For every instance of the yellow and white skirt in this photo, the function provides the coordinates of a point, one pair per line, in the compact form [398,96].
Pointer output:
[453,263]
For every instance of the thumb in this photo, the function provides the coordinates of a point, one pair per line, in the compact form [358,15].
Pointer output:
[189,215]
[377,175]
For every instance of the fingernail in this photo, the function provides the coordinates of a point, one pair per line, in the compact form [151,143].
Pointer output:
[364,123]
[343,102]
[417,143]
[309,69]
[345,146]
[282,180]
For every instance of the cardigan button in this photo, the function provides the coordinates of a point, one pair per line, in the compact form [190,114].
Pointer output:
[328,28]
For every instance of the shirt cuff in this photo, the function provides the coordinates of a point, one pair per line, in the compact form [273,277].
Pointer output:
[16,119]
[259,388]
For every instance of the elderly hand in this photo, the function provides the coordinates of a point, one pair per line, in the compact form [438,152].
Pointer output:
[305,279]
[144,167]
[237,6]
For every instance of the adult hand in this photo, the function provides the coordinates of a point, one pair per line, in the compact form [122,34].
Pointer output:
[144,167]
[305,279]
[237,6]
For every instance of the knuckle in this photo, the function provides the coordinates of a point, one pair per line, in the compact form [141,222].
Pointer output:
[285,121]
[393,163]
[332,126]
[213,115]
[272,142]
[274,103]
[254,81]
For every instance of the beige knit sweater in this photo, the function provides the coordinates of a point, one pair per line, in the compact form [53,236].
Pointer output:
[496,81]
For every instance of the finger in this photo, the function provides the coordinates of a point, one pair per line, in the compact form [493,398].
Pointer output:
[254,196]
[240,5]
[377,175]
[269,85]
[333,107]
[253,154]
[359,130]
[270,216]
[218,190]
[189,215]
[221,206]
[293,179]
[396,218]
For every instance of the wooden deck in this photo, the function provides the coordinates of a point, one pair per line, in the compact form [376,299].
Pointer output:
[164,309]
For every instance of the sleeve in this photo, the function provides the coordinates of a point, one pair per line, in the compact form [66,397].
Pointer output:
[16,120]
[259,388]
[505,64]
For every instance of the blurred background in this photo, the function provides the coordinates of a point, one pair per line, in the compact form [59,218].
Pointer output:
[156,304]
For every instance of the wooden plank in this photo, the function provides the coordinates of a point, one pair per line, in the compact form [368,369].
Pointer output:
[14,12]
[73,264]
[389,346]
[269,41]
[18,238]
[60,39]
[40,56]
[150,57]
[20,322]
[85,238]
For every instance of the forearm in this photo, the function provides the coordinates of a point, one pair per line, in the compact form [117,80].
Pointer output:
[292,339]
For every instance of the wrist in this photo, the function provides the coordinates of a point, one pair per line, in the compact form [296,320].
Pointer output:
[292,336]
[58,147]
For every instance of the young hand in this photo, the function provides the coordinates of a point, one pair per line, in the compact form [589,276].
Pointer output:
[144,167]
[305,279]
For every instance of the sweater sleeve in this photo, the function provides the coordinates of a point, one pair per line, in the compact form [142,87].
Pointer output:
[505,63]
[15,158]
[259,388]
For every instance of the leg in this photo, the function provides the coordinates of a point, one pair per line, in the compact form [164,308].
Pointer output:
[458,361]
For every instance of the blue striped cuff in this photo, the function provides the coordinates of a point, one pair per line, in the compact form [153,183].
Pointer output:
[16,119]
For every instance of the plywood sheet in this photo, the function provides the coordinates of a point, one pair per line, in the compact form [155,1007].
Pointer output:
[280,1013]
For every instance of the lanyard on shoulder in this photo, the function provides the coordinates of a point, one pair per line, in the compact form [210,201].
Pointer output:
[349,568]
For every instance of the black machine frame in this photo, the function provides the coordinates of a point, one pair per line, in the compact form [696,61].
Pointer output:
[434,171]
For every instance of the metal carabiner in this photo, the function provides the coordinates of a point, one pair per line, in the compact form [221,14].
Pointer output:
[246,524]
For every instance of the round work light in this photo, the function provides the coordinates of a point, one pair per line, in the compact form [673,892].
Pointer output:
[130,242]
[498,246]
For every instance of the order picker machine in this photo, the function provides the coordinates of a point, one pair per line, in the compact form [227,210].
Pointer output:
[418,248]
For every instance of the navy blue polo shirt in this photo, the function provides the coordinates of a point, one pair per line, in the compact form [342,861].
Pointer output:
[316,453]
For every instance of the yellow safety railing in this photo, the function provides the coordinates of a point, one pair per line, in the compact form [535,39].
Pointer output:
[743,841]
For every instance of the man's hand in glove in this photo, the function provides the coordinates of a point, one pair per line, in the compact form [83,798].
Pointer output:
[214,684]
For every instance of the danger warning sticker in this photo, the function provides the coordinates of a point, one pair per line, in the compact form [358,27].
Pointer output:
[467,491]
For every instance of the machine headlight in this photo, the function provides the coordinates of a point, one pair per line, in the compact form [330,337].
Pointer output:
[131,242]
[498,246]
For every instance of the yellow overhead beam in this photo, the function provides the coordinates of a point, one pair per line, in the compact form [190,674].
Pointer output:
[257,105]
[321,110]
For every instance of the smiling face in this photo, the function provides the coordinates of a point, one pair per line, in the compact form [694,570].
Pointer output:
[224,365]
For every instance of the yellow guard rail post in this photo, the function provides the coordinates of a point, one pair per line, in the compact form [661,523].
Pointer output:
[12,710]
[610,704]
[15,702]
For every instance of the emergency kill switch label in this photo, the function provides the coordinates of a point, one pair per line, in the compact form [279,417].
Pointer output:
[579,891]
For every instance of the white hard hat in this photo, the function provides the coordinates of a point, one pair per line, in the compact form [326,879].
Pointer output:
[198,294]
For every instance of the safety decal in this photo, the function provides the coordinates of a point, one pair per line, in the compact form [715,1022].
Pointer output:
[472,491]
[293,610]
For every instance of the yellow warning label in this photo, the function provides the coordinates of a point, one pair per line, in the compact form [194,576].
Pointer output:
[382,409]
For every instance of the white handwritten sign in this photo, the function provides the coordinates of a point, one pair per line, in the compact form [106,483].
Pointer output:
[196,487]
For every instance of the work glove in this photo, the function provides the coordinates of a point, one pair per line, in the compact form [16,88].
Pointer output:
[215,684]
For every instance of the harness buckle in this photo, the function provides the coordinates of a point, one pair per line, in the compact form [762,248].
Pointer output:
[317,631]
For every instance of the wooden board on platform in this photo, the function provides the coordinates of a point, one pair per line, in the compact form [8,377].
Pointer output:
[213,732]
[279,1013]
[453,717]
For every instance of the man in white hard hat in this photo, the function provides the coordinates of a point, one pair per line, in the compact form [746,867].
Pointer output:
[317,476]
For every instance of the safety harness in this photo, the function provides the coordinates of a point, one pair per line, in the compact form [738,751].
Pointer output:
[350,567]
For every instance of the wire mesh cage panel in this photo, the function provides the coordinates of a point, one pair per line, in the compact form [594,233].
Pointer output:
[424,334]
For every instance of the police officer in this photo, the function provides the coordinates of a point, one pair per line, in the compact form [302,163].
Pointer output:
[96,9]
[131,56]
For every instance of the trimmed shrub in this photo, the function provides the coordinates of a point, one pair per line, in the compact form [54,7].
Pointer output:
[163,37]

══════

▶ [What to work on] Copy out all of the records above word for word, in the same order and with the same line breaks.

▶ [Response for this exercise]
For every instance of the yellow and white skirt in this photo, the function provides the coordinates of a point, one pair per line, in the compact form [398,96].
Pointer output:
[453,263]
For every instance of the thumb in this photo, the function provides the coordinates of a point, one pair per line, in the compact form [358,15].
Pointer output:
[189,215]
[377,175]
For every instance of the fingernail in this photo, the function provides the coordinates of a point, one pair per line, in the compact form [151,143].
Pointer output:
[364,123]
[343,102]
[417,143]
[309,69]
[345,146]
[282,180]
For every instance of the cardigan button in this photo, the function provides the coordinates of a point, one pair per line, in the compact form [190,114].
Pointer output:
[328,28]
For every instance of the shirt cuff in this photo, the function provides the coordinates of a point, one pair per line, in the compact form [273,277].
Pointer output:
[16,119]
[259,388]
For every instance of the elderly hand in this photo, the function provides the coordinates of a point, one pair per line, in the compact form [438,152].
Pointer output:
[305,279]
[144,167]
[237,6]
For every instance of the adult hand in this photo, the function provides the coordinates of a point, one pair per line, in the compact form [122,34].
Pointer output:
[144,167]
[305,279]
[237,6]
For every instance of the knuckle in this photo, the function provides the coordinates of a point, one pair per line, in the compact form [141,222].
Pointer output:
[285,121]
[393,163]
[332,126]
[213,115]
[272,142]
[274,103]
[254,81]
For every instance of the beige knit sweater in this photo, the function provides the coordinates of a point, one pair per line, in the compact form [53,236].
Pointer output:
[496,81]
For every instance of the finger in this photo, the function provides the coordinates of a point, one pair per line, in the compact form [493,398].
Pointer output:
[254,196]
[240,5]
[377,175]
[269,85]
[333,107]
[253,154]
[359,130]
[270,216]
[218,190]
[189,215]
[221,206]
[293,179]
[396,218]
For every instance of the wooden deck in this photo, the function provides the coordinates of a point, one pair per line, in the compact form [376,299].
Pointer output:
[164,309]
For every instance of the sleeve in this photo, the function provides the coordinates of a point, one pair per line, in the compact form [66,397].
Pointer output:
[16,120]
[259,388]
[505,64]
For every instance of the blurred background in this photo, the function provides the coordinates of a point, one pair per line, in the compact form [59,218].
Pointer output:
[156,304]
For every instance of the wooden plank in this photo, the function provides the coordinates of a point, one pair per line, in the compact form [368,369].
Pointer output:
[14,12]
[73,264]
[389,346]
[269,41]
[18,238]
[60,39]
[40,56]
[150,57]
[20,322]
[85,238]
For every instance of the forearm in this photo, the function provides the coordinates of a point, one pair per line, in the compact form [117,80].
Pointer output:
[292,339]
For every instance of the wrist in this photo, the function provides the coordinates of a point, one pair per line, in the compact form [296,320].
Pointer output:
[292,336]
[58,147]
For every instance of the young hand in this photo, the function provides the coordinates of a point, one pair per line, in the compact form [589,276].
Pointer output:
[144,167]
[305,279]
For every instance of the sweater sleeve in this photo, the function provides the coordinates of a point, one pair per line, in the compact form [142,87].
Pointer output:
[505,63]
[15,158]
[259,388]
For every instance of the leg in this photo, the function provides the coordinates of a point, one pair per line, in the compact form [164,308].
Pointer output:
[458,361]
For every instance of the blue striped cuff in this photo, the function provides the coordinates of a point, one pair per line, in the compact form [153,183].
Pointer output:
[16,119]
For every instance of the plywood sheet in this photo, the function provides the coordinates of a point, one pair per line, in the compact form [155,1007].
Pointer output:
[280,1013]
For every instance of the lanyard on shoulder in this photo, the function provides the coordinates of a point, one pair per line, in the compact form [210,201].
Pointer output:
[349,568]
For every instance of the black machine frame in this photo, the function provides the coordinates of a point, one pair per line, in the compact form [696,61].
Pointer output:
[434,171]
For every instance of the metal carabiner in this photo, the function provides the coordinates of a point, one pair per line, in the compact form [221,14].
Pointer output:
[246,524]
For every instance of the round work light in this photo, the function provides the coordinates of a point, one pair per line, in the compact form [673,892].
Pointer output:
[130,242]
[498,246]
For every instance of the order picker machine in this photo, the function provides the coordinates of a point, one pair per line, in the compact form [227,210].
Pointer output:
[418,248]
For every instance of the navy blue polo shirt in this photo, the function provides the coordinates of a point, one pair per line, in the compact form [342,861].
Pointer output:
[316,453]
For every instance of the yellow safety railing in this photo, the function provides the coordinates of a point, one pair per line, in the compact form [535,39].
Pointer output:
[743,841]
For every instance of the man's hand in glove in this photo, the function provides the coordinates of a point, one pair per line, in the compact form [83,798].
Pointer output:
[214,684]
For every instance of the danger warning sticker in this photo, the function provides the coordinates of a point, one pair per line, in the compact form [358,27].
Pointer output:
[467,491]
For every instance of the machine headlight in this photo, the function provides the coordinates of a point, one pair per line, in the compact form [330,337].
Pointer output:
[131,242]
[498,246]
For every instance of the yellow overhead beam in this photo, the function provides the coordinates of a point, one pair per line, in the compact form [190,674].
Pointer output:
[257,105]
[321,110]
For every instance of the smiling face in this photo, the function provides the coordinates of a point, one pair per line, in the compact form [694,570].
Pointer output:
[224,365]
For every instance of the yellow guard rail post in this photo, the function provides the coordinates of a point, one pair per line, in the compact form [661,523].
Pointer output:
[12,710]
[610,704]
[15,702]
For every instance of the emergency kill switch label in this photo, the function provides the coordinates of a point, one pair per line, in the compact form [279,417].
Pointer output:
[579,891]
For every instance of the white hard hat in this photo, the function provides the coordinates of a point, one pair per line, in the compact form [326,879].
Pointer output:
[198,294]
For every instance of the safety decal in this photo, the function provides the coordinates of a point, one pair per line, in the compact form [715,1022].
Pointer output:
[472,491]
[293,610]
For every instance of the yellow warning label in this photo, the function provides the coordinates of a point, one pair per line, in the compact form [194,576].
Pointer output:
[382,409]
For every instance of the white handwritten sign in this photo, the function provides the coordinates of a point, one pair per line, in the compact form [106,483].
Pointer output:
[196,487]
For every instance of the work glove in this photo, the function provides the coordinates of a point, one pair per line, in the compact form [16,88].
Pointer output:
[215,684]
For every instance of the harness buckle in this photo, the function provides the coordinates of a point, one pair per line, in the compact form [762,248].
Pointer output:
[317,631]
For every instance of the wooden board on platform in this photo, the function provides the coordinates of a point, one pair per line, in the compact form [8,377].
Pointer output:
[213,732]
[279,1013]
[453,717]
For every instance of the man in white hard hat in this photo, the function provides the coordinates of a point, one pair per line, in the compact form [746,867].
Pointer output:
[317,476]
For every instance of the safety harness in this photo, the function provides the coordinates of a point, one pair per line, in the compact form [738,751].
Pointer output:
[350,567]
For every instance of the wire mesh cage panel in this photo, the function provides the coordinates of a point, one pair per line, in the compact form [594,233].
Pointer output:
[424,334]
For every instance of the police officer in this photo, the function provides the coordinates of a point, one pair per line, in the compact form [302,163].
Pointer output:
[96,9]
[131,56]
For every instance of the trimmed shrub in this photo, the function provides the coordinates of a point, one pair per line, in the compact form [54,7].
Pointer output:
[163,37]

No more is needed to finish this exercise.